• What to do
Everything from the line containing "Mark the innermost point of each instance of the man's beard" to the last line of the records must be returned verbatim; nothing else belongs in the output.

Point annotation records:
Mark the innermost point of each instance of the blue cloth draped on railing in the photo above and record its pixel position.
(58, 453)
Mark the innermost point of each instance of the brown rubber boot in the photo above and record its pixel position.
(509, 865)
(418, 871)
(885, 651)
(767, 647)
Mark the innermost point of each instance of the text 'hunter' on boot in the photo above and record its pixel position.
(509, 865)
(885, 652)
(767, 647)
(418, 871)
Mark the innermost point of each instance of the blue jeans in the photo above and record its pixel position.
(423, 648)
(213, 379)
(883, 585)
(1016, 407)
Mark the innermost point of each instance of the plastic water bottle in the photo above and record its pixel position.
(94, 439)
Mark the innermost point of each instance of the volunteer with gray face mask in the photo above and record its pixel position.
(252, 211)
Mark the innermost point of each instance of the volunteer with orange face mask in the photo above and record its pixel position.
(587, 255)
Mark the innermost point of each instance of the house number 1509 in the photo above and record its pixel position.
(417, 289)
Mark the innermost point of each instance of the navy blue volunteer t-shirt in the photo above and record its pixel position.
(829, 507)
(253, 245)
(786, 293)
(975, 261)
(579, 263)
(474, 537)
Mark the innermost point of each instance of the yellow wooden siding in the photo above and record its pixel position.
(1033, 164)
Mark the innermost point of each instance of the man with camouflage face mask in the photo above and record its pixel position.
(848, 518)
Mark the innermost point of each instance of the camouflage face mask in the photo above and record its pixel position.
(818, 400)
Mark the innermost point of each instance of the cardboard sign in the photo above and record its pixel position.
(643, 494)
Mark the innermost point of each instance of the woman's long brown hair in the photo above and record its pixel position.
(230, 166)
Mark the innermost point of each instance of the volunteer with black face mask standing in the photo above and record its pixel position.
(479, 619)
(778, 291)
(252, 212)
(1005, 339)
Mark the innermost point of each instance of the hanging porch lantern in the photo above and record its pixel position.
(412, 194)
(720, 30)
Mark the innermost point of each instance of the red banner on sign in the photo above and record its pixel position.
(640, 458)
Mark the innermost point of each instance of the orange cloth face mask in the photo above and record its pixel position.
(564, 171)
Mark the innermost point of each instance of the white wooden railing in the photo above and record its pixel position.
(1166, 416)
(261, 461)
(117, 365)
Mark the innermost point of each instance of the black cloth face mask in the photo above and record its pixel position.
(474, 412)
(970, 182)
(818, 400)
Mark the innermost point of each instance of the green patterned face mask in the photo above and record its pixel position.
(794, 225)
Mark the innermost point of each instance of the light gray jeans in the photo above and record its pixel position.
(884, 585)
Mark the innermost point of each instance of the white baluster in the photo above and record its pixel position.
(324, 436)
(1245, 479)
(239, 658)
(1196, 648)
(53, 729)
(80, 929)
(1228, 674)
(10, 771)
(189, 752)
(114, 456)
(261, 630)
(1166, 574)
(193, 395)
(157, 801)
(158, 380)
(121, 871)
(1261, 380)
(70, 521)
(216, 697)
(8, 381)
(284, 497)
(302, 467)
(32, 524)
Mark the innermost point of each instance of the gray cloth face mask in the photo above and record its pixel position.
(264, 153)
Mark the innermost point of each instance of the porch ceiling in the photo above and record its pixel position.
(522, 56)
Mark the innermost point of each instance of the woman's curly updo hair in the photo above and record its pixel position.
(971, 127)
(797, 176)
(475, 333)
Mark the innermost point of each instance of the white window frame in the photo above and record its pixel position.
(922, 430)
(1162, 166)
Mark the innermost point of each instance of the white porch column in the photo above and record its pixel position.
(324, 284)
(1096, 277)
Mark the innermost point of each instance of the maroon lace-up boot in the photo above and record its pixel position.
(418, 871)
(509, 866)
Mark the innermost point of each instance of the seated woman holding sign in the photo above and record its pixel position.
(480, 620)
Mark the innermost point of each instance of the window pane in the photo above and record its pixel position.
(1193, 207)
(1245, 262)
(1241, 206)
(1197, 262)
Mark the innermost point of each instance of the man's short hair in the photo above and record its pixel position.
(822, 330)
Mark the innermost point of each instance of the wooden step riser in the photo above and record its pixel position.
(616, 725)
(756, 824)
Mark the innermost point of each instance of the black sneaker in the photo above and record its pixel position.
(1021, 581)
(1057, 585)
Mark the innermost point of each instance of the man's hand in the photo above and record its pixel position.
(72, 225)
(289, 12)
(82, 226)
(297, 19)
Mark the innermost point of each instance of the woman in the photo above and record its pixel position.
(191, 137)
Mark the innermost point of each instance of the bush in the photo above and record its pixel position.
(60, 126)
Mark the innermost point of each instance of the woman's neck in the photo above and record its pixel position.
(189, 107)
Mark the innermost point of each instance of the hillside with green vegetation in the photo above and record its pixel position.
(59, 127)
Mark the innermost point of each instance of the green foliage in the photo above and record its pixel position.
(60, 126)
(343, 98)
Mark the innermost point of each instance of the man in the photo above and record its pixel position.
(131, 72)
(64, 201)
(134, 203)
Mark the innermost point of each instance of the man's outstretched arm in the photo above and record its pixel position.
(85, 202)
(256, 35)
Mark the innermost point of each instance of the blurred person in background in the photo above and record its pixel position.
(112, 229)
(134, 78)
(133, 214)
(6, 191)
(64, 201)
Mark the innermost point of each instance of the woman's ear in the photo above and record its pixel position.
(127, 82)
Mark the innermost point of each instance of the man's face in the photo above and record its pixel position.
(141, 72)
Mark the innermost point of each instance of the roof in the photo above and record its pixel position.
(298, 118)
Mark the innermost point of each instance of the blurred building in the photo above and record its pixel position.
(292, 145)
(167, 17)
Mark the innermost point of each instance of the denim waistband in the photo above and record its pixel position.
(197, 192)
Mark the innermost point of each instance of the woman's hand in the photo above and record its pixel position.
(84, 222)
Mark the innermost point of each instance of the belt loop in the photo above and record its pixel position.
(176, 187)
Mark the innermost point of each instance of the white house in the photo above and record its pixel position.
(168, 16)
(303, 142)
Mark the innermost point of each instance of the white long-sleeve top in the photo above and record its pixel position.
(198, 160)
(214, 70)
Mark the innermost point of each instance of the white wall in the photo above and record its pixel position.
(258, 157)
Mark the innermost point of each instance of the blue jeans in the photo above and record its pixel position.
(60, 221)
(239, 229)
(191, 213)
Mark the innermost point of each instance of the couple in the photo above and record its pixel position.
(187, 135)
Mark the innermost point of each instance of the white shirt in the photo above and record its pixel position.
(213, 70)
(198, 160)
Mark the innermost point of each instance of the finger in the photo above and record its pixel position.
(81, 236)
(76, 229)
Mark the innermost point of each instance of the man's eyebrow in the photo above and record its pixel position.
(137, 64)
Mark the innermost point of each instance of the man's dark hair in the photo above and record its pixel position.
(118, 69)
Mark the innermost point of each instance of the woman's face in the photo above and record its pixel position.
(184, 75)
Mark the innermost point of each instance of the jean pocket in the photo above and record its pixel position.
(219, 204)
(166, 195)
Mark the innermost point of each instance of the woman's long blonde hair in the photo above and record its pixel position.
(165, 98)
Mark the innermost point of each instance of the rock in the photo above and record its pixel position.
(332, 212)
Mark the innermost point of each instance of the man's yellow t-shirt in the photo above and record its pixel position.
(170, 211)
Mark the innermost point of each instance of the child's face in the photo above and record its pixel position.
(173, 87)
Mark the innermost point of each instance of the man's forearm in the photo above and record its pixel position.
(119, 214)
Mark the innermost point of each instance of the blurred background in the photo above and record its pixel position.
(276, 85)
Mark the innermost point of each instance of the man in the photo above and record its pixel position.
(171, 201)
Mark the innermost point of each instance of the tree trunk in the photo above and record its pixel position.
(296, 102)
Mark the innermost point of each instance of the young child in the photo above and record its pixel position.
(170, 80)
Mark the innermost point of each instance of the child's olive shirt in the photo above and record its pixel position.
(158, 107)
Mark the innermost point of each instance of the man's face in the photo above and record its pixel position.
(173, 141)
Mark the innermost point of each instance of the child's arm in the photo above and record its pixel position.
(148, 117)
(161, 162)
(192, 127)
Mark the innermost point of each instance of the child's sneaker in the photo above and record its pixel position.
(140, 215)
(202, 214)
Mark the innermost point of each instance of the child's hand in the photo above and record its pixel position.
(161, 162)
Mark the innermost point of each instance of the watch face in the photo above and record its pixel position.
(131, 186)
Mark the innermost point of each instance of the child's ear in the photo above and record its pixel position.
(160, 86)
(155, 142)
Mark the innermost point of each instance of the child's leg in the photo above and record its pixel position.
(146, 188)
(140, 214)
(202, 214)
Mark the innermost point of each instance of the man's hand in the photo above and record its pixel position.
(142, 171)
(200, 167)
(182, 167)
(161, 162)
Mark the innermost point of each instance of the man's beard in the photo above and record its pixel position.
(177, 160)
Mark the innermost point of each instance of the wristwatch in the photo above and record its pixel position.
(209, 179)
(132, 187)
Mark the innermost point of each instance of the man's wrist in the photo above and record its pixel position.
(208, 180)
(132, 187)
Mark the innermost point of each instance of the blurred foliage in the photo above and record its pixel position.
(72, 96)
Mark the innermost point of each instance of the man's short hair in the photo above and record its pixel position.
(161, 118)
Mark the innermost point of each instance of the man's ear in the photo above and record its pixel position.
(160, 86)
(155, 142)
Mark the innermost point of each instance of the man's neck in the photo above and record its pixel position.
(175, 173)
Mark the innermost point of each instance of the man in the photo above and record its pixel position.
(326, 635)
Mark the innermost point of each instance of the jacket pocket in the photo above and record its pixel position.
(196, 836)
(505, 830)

• Answer
Mark the innermost point of each instance of the man's beard in the photo above and record its pixel position.
(177, 160)
Mark the innermost point of each instance of the wristwatch in the photo above and record its pixel position.
(209, 179)
(132, 187)
Mark the innermost point of each instance of the man's wrist in the photo above and record its pixel position.
(208, 180)
(132, 187)
Mark the innermost point of each instance of the blurred foliage in the photo above and record its pixel position.
(72, 96)
Mark the innermost point of each instance of the man's short hair in the photo above and record its pixel position.
(161, 118)
Mark the innermost point of each instance of the man's ear in the photo above and record its pixel position.
(160, 86)
(155, 142)
Mark the innermost point of each instance of the man's neck in the photo above and record its pixel position.
(175, 173)
Mark the innermost point of each instance of the man in the photo above and record its pixel position.
(326, 635)
Mark the innermost point of each instance of the jacket pocket in the photo above and record its pixel position.
(196, 836)
(505, 830)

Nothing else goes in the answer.